Photo credit: Stuart Wood

 

Whipping Boy – Heartworm (1995)

When this came out in 1995, it really demonstrated that Irish music was alive and well. The album has a very strong emotive quality, the album is timeless.

 

Rollerskate Skinny – Horsedrawn Wishes (1996)

Another innovate group from Ireland, when I heard their single Speed to my Side my jaw dropped, it was not trying to appeal to the masses but to the educated ear.

 

 

My Bloody Valentine – Loveless (1991)

What more can be said about this album, it’s considered by many to be a true classic. If you have never heard it, buy it today.

 

Nine Inch Nails – The Downward Spiral (1994)

Trent Reznor is one of the great pioneers of our generation and this album was a great example. A truly inspiring record.

 

 

Metallica – Master of Puppets (1986)

When we first heard this album, we were very young but this was the kind of music that made you want to be in a band.

▶ **REQUIREMENTS**:
A - Update the album recommendations from "Another innovate group" up to and including "Valentine – Loveless (1991)", changing "educated ear" to "trained ear".
B - Write what follows the last sentence of the album recommendations.

Collected data:
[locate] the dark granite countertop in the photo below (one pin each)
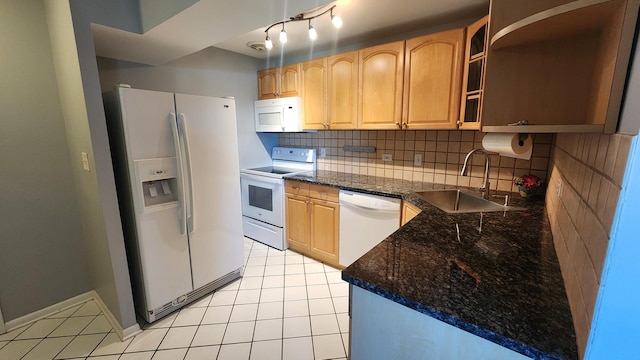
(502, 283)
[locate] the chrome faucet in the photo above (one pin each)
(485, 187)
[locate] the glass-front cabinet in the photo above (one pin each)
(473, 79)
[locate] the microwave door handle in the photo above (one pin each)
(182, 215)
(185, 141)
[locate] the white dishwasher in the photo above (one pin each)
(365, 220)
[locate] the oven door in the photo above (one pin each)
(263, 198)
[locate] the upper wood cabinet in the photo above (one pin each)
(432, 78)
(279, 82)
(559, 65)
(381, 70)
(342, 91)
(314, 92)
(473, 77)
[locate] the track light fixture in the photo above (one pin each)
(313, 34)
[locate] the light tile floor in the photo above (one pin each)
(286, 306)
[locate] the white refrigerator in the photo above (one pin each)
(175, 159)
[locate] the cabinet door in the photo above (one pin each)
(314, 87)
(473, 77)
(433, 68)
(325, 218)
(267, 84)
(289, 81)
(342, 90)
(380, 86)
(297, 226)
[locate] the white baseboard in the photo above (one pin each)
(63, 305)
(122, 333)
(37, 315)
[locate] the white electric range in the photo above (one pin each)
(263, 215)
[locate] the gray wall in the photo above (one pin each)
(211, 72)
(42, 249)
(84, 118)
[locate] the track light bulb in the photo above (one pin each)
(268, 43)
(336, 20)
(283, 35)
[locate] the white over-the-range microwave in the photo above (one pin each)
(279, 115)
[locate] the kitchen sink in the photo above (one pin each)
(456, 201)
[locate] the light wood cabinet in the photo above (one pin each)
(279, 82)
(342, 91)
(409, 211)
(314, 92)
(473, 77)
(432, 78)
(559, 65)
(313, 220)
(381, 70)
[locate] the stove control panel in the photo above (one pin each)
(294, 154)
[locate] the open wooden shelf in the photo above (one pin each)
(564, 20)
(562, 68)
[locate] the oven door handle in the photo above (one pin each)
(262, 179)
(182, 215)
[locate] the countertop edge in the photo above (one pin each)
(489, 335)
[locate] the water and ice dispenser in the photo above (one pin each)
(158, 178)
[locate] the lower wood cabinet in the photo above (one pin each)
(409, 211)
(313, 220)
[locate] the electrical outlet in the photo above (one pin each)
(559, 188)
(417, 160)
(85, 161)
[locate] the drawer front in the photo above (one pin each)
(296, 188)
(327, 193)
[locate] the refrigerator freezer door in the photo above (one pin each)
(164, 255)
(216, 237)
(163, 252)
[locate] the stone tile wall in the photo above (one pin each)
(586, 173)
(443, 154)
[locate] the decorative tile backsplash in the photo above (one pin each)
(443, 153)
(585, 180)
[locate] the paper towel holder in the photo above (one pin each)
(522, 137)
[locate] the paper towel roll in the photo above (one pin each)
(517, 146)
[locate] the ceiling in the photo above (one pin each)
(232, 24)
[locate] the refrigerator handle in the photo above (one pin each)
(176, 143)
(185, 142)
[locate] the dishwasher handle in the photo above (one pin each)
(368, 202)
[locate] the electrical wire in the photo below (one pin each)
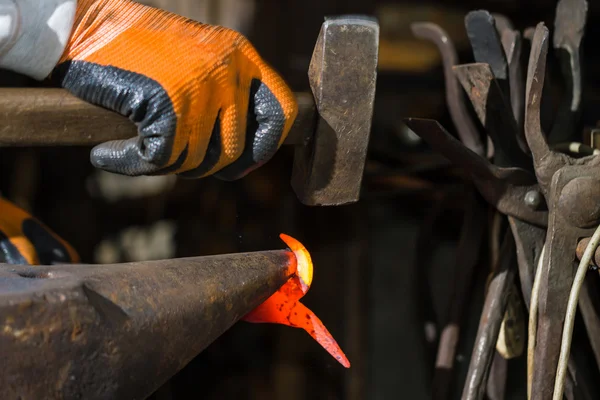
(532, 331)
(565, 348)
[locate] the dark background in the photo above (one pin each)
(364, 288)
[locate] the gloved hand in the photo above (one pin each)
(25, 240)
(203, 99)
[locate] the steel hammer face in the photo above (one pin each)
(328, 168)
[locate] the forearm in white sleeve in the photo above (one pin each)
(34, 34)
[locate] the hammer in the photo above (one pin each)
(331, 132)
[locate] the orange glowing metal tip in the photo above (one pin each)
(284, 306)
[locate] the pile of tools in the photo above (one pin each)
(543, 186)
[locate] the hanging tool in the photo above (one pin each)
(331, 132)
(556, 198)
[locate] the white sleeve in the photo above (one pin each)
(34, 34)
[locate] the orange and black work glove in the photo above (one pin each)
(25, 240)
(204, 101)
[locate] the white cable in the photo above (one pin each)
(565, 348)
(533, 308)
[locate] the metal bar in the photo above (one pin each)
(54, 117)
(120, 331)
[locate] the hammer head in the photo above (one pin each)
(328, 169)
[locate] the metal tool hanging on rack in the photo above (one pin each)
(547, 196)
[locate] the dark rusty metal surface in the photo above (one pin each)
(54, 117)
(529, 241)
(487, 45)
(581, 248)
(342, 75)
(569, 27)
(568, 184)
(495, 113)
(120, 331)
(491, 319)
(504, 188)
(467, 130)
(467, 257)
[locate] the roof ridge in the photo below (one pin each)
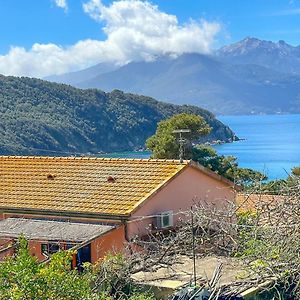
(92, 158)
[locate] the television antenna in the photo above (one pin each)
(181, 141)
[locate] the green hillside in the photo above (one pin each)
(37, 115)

▶ **TASK-BY-TASK ANSWERS**:
A -
Another innovate group from Ireland, when I heard their single Speed to my Side my jaw dropped, it was not trying to appeal to the masses but to the trained ear.

 

 

My Bloody Valentine – Loveless (1991)

B -
The Cure – Disintegration (1989)

Another amazing album by the Cure but this one really stepped things up to a whole new level, great dark melodies.

 

 

Massive Attack – Mezzanine (1998)

I really love this album; the dark flavour and breath-taking song writing makes this an all-time classic.

 

Radiohead – In Rainbows (2007)

This album got me into Radiohead, the song writing is Superb and the mood is sublime.

 

AC/DC – Back in Black (1980)

My father always played AC/DC when we were young and I can still remember hearing Hells Bells for the first time. Great song, great energy and a guitar tone that is still my meter stick today.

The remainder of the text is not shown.